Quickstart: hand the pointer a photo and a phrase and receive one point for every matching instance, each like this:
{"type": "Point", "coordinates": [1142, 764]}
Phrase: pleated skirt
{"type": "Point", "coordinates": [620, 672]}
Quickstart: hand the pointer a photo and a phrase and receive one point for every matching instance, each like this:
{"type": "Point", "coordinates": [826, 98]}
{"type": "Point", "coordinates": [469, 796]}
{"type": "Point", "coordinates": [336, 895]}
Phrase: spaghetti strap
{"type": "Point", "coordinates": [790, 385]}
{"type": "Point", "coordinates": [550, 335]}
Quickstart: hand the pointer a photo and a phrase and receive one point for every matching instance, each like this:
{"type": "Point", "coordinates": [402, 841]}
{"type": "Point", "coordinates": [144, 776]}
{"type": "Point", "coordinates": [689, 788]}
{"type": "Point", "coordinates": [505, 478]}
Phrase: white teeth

******************************

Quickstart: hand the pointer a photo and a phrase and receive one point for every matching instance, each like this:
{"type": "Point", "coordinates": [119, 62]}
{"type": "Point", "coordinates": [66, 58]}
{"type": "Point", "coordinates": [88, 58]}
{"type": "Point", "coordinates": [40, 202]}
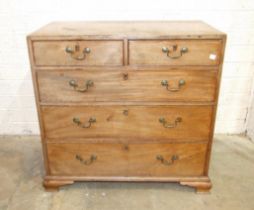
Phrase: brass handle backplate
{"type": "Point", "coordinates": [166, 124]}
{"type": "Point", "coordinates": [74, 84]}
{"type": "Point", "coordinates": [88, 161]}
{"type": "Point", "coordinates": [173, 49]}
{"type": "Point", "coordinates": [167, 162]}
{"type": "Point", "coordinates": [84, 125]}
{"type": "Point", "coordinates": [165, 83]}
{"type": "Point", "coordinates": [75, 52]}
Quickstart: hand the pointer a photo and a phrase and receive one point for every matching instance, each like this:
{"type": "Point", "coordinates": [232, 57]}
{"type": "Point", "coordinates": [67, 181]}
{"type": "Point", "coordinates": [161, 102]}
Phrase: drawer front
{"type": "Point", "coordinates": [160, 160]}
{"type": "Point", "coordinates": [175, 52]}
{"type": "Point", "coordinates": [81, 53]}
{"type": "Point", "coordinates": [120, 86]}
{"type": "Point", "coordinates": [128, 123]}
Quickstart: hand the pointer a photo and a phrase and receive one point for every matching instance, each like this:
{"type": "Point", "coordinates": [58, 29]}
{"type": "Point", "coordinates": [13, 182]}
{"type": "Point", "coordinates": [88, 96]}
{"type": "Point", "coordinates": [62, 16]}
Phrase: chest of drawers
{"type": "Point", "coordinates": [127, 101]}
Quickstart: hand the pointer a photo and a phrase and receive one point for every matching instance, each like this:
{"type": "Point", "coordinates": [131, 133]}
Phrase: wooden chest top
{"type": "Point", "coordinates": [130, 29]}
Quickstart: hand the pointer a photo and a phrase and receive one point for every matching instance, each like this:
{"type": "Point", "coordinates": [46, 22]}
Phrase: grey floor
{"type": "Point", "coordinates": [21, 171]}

******************************

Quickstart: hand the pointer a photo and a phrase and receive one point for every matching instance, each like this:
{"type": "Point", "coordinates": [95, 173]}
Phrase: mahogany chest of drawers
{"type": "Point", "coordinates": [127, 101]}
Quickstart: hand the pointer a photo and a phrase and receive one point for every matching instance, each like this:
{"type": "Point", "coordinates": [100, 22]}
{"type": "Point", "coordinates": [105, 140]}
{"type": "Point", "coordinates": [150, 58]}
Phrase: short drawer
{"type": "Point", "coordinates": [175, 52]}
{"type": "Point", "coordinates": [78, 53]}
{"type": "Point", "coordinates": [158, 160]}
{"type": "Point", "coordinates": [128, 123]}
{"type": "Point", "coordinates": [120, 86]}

******************************

# Goal of the exercise
Identify every line in the rows above that contains the string "chest", and copy each of those lines in full, treating uppercase and lowercase as distinct.

# Output of the task
Phrase: chest of drawers
Phrase: wooden chest top
Phrase: mahogany chest of drawers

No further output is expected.